#### [WHAT YOU NEED TO DO]
Keep images out and repeat all data exactly.

[Saved entries]
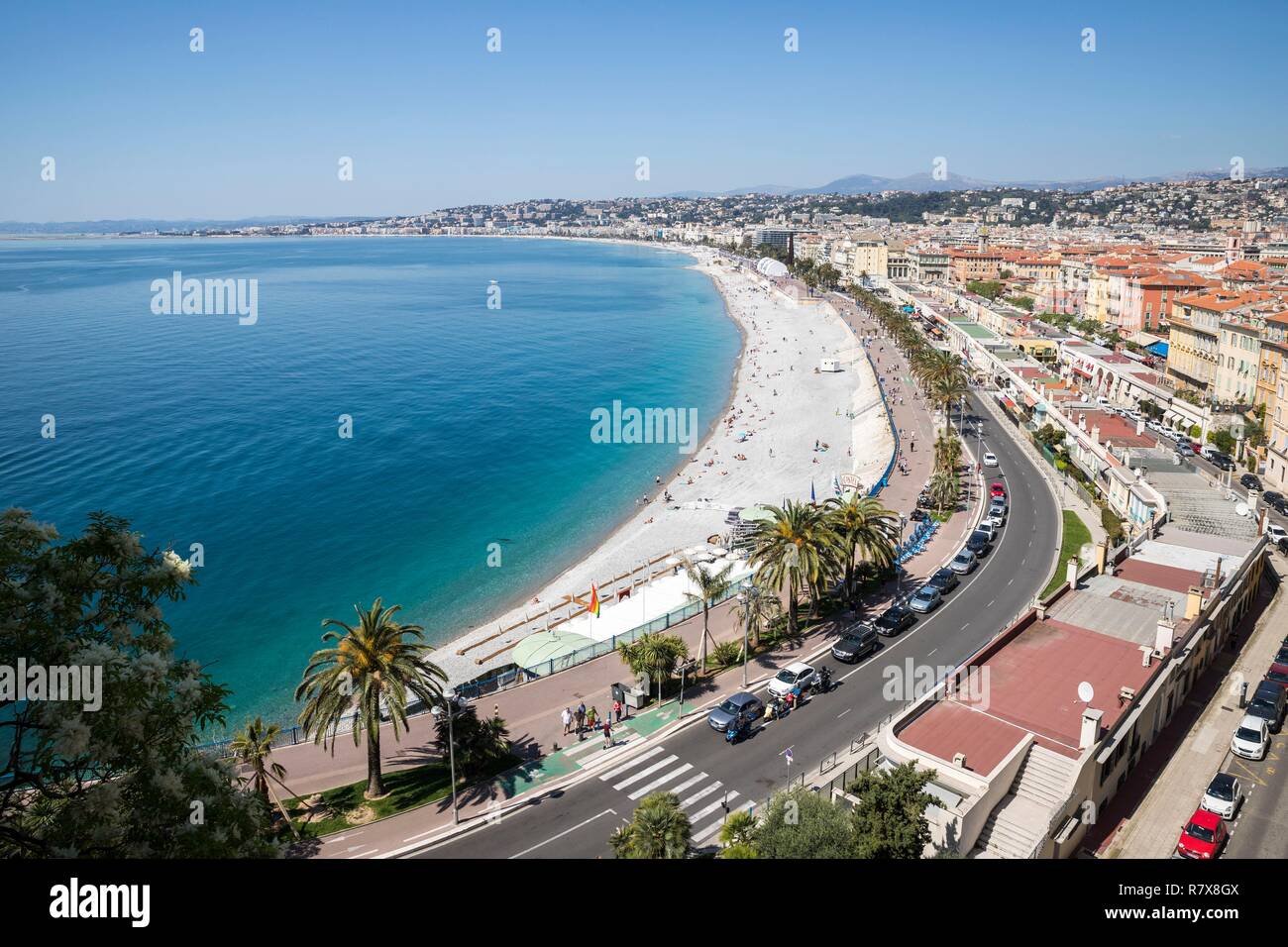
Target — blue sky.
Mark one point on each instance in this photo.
(256, 125)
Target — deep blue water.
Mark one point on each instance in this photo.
(471, 425)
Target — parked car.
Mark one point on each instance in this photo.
(855, 643)
(1203, 836)
(894, 620)
(926, 599)
(979, 543)
(1223, 795)
(739, 709)
(1250, 738)
(945, 579)
(1269, 702)
(798, 674)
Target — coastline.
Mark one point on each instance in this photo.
(702, 491)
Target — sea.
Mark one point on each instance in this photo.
(406, 418)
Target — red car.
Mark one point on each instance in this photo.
(1203, 836)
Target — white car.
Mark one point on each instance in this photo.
(1223, 795)
(798, 674)
(1250, 740)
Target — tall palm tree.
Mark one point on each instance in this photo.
(658, 830)
(795, 547)
(370, 669)
(656, 655)
(943, 489)
(755, 609)
(709, 586)
(867, 530)
(253, 749)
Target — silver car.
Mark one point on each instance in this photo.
(926, 599)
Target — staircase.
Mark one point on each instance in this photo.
(1019, 822)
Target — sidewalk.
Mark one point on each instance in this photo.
(1068, 499)
(1145, 817)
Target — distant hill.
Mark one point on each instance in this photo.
(147, 226)
(925, 183)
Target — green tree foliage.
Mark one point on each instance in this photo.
(890, 818)
(125, 779)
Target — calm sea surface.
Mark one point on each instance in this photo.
(471, 425)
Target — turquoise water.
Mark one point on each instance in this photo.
(471, 425)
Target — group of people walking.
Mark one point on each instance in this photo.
(583, 720)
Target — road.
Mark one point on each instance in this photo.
(707, 774)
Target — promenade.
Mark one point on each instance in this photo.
(532, 711)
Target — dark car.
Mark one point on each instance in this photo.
(979, 543)
(855, 643)
(894, 620)
(739, 709)
(944, 579)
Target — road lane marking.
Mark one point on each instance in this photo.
(703, 793)
(555, 838)
(649, 788)
(614, 774)
(645, 774)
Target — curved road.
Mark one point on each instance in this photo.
(578, 821)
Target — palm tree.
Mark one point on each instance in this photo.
(656, 655)
(658, 830)
(253, 749)
(709, 586)
(795, 545)
(755, 609)
(943, 489)
(369, 671)
(867, 530)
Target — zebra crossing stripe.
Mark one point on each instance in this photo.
(673, 775)
(686, 785)
(647, 772)
(614, 774)
(703, 793)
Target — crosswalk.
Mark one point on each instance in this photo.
(656, 771)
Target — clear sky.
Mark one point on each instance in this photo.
(256, 125)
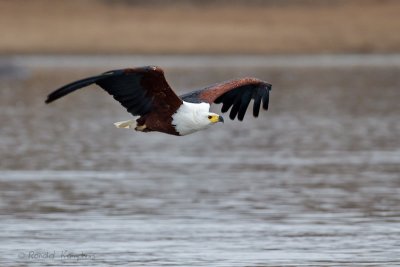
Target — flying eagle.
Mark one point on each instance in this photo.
(145, 93)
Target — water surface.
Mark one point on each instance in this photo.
(313, 181)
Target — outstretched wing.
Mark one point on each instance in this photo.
(236, 94)
(139, 90)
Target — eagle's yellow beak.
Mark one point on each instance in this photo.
(216, 118)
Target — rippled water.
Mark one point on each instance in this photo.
(313, 181)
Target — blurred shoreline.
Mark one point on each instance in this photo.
(198, 27)
(201, 61)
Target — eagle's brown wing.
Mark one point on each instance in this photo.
(236, 94)
(139, 90)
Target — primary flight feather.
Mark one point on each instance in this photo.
(145, 94)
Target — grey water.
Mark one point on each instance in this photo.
(314, 181)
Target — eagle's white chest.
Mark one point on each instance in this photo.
(191, 117)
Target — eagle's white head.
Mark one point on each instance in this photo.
(193, 117)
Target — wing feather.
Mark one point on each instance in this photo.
(139, 90)
(235, 95)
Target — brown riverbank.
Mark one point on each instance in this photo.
(92, 26)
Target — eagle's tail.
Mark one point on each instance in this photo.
(129, 124)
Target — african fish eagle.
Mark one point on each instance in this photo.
(145, 93)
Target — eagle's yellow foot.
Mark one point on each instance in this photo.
(141, 128)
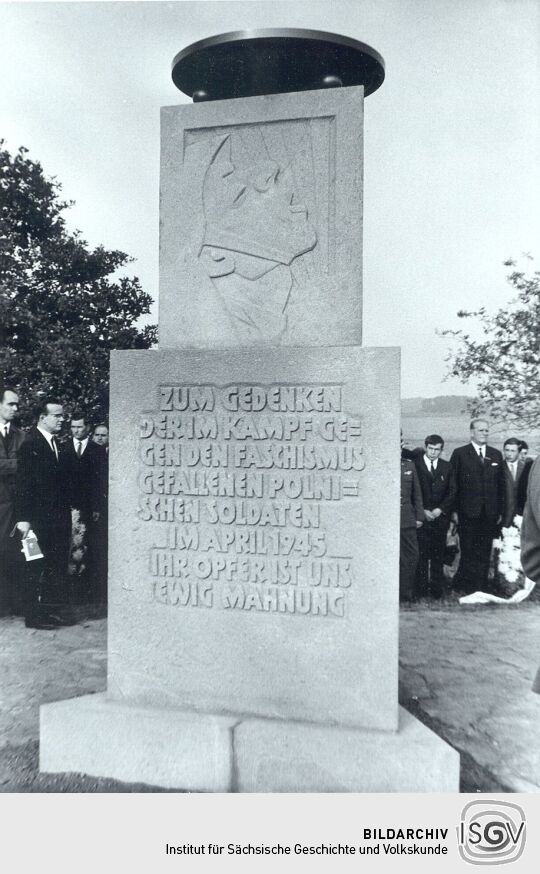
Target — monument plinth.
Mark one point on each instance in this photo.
(254, 542)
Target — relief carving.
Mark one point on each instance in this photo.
(264, 225)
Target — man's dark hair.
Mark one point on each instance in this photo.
(434, 440)
(43, 403)
(3, 389)
(475, 421)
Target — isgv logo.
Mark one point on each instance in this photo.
(491, 832)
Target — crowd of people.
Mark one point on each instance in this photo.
(53, 511)
(476, 494)
(53, 507)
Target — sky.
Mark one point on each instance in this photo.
(452, 170)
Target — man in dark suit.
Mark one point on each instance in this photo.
(480, 490)
(523, 482)
(438, 496)
(514, 469)
(11, 440)
(101, 437)
(42, 505)
(86, 462)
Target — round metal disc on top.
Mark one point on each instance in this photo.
(249, 63)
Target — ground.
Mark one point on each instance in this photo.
(464, 671)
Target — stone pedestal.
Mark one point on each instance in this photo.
(254, 505)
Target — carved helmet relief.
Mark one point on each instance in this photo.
(254, 229)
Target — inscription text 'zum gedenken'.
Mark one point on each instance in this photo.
(238, 477)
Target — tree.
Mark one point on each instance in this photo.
(62, 309)
(506, 361)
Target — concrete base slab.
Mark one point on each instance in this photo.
(203, 752)
(107, 738)
(291, 757)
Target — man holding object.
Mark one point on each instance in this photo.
(42, 505)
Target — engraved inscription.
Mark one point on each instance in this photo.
(236, 481)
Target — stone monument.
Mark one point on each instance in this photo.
(254, 539)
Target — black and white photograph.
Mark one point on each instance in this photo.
(269, 412)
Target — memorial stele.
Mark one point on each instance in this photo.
(254, 500)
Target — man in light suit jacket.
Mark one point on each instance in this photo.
(438, 495)
(480, 494)
(411, 518)
(514, 468)
(42, 505)
(530, 535)
(11, 440)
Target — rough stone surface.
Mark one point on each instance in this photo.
(166, 747)
(495, 651)
(261, 221)
(288, 757)
(189, 630)
(472, 670)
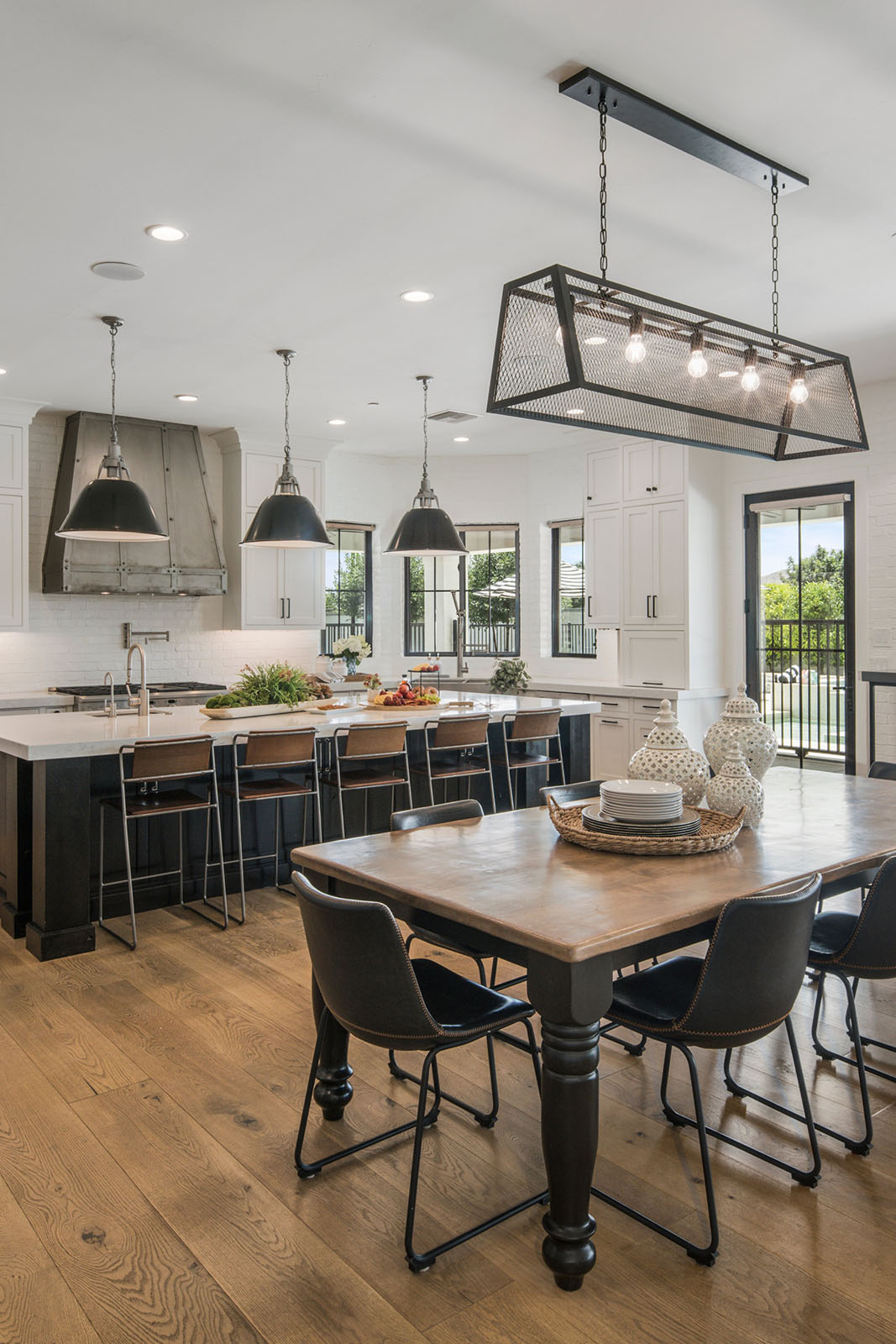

#### [YOUR RESPONSE]
Target — blue sky.
Mark one point on each instance in this photo.
(256, 125)
Target — deep blue water.
Mark one point on each instance in this photo.
(471, 425)
Target — parked car.
Mark one point on each instance in this photo.
(855, 643)
(1203, 836)
(894, 620)
(926, 599)
(979, 543)
(1223, 795)
(739, 709)
(1250, 738)
(945, 579)
(1269, 702)
(798, 674)
Target — coastline.
Mark one point on each instance in this photo.
(702, 491)
Target — sea.
Mark one point on each instance in this photo.
(406, 418)
Target — red car.
Mark one point on each instance in this photo.
(1203, 836)
Target — white car.
Mark one point on each instance in this photo.
(1223, 795)
(798, 674)
(1250, 740)
Target — tall palm tree.
Mark one point on each instance in this photo.
(658, 830)
(795, 547)
(370, 669)
(656, 655)
(943, 489)
(755, 609)
(709, 586)
(867, 530)
(253, 749)
Target — silver car.
Mark one point on each instance in this photo.
(926, 599)
Target — staircase.
Mark one point on each instance in this photo.
(1019, 822)
Target — sidewalk.
Mark one point on each instance in this photo.
(1068, 499)
(1145, 817)
Target — distant hill.
Mark one point on each instance in this photo.
(147, 226)
(925, 183)
Target — green tree foliage.
Mark one point on each instance in this photo.
(890, 818)
(125, 779)
Target — calm sea surface.
Mark one point on each instance in this photo.
(471, 425)
Target — turquoise water.
Mark one point on each instance in this photo.
(471, 425)
Target — group of people walking.
Mark one point on each instance in this photo.
(583, 720)
Target — road.
Mark one point on each instance in this photo.
(707, 774)
Target — promenade.
Mark one point on each instance in this photo.
(532, 711)
Target — dark car.
Mark one point on each instance in this photo.
(979, 543)
(855, 643)
(894, 620)
(739, 709)
(944, 579)
Target — road lane marking.
Mark one point on each instance in this photo.
(703, 793)
(555, 838)
(649, 788)
(614, 774)
(645, 774)
Target — curved road.
Mark one point on each instance in this photo.
(578, 821)
Target — palm tree.
Mark one point on each instance in this photo.
(656, 655)
(658, 830)
(253, 749)
(709, 586)
(795, 545)
(755, 609)
(943, 489)
(369, 671)
(867, 530)
Target — zebra crossing stripe.
Mark one point on each instance in this photo.
(673, 775)
(686, 785)
(647, 772)
(614, 774)
(703, 793)
Target — crosswalk.
Mark one point on each instance in this photo.
(656, 771)
Target — clear sky.
Mark one point on each instance in this photo.
(256, 125)
Target — flying eagle.
Mark one point on each instance in this photo.
(145, 93)
Target — water surface.
Mark one point on each instance in this photo.
(313, 181)
Target — outstretched wing.
Mark one point on each instance in this photo.
(236, 94)
(139, 90)
Target — eagle's yellow beak.
Mark one point on each instance in this photo.
(216, 118)
Target — rippled water.
Mark one point on each instance in this photo.
(313, 181)
Target — blurred shoreline.
Mark one point on each instance in this photo.
(198, 27)
(201, 61)
Target — eagle's brown wing.
Mark one point on each instance in this photo.
(236, 94)
(139, 90)
Target — primary flight feather.
Mark one point on each instance in this photo.
(145, 94)
Target — grey water.
Mark one point on each instance in this photo.
(314, 181)
Target — eagle's white chest.
Mark one point on each instance in this photo.
(191, 117)
Target — eagle's white head.
Mark one point on each instance in this photo.
(193, 117)
Target — wing feather.
Mark one point on each instance in this photo.
(139, 90)
(235, 95)
Target — brown riverbank.
Mark one point on each instance in this photo.
(92, 26)
Target — eagle's tail.
Mark one point on each instance in this photo.
(129, 124)
Target — african fish eagle.
Mark one point on each instance in this photo.
(145, 93)
Target — eagle's yellow foot.
Mark one point on each instance in this photo.
(141, 128)
Target — monument plinth.
Mark one point on each instance in this photo.
(254, 542)
Target — relief carving.
Mark one point on each instance in this photo.
(264, 225)
Target — man's dark hair.
Mark one point on each instance in this photo.
(434, 440)
(43, 403)
(3, 389)
(475, 421)
Target — isgv logo.
Mark one point on each instance in this photo.
(491, 832)
Target — crowd of people.
Mark one point on each instance in this photo.
(53, 511)
(476, 494)
(53, 507)
Target — sky.
Mark one point on each instance in this photo.
(452, 170)
Target — man in dark suit.
Mark one point on each instance in this photo.
(480, 490)
(523, 482)
(438, 496)
(514, 469)
(11, 440)
(101, 437)
(42, 505)
(86, 462)
Target — round metal disc on top.
Mark one point on each instance in this photo.
(249, 63)
Target — ground.
Mark one point on each instance in this photo.
(464, 671)
Target — stone pedestal.
Mark one point on each instance in this photo.
(254, 505)
Target — carved helmet relief.
Mark one point on each instance in this photo.
(254, 229)
Target — inscription text 'zum gedenken'.
Mark one point on each instance in this photo.
(238, 477)
Target — tree.
Mark one point on each instance in this photo.
(62, 309)
(506, 361)
Target — concrete base slab.
Mark one point on each instance in this photo.
(203, 752)
(107, 738)
(291, 757)
Target — man holding object.
Mark one point on each instance in this photo.
(42, 505)
Target — engraved inscription.
Mark one point on each instance in this photo.
(236, 481)
Target — stone monument.
Mark one point on each instance in this photo.
(254, 539)
Target — black and white photograph.
Mark one point on each instance in this photo.
(269, 412)
Target — memorial stele.
Mark one point on each instance in this photo.
(254, 500)
Target — man in light suit jacket.
Mark one point on each instance in this photo.
(438, 495)
(480, 494)
(411, 518)
(514, 468)
(42, 505)
(530, 535)
(11, 440)
Target — rough stone surface.
Mark one point on each instance in this photo.
(166, 747)
(495, 651)
(261, 221)
(288, 757)
(189, 630)
(472, 670)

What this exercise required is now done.